[Some records]
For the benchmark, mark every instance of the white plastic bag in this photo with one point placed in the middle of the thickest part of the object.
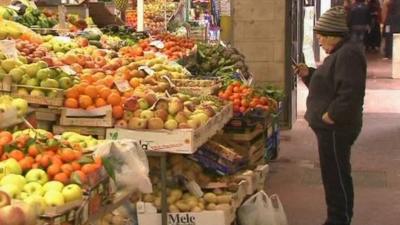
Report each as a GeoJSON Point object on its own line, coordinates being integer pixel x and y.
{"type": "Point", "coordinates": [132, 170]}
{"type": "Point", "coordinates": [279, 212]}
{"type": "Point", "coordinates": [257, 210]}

Written request: Repeat the data exactly, excluding the pictures.

Answer to this problem:
For the benchmark, mark every instance of the white plastic bag in this photo with one point placed in the middle of the thickest part of the object.
Report each as a GeoJSON Point object on its own line, coordinates being integer pixel x and y.
{"type": "Point", "coordinates": [132, 170]}
{"type": "Point", "coordinates": [279, 212]}
{"type": "Point", "coordinates": [257, 210]}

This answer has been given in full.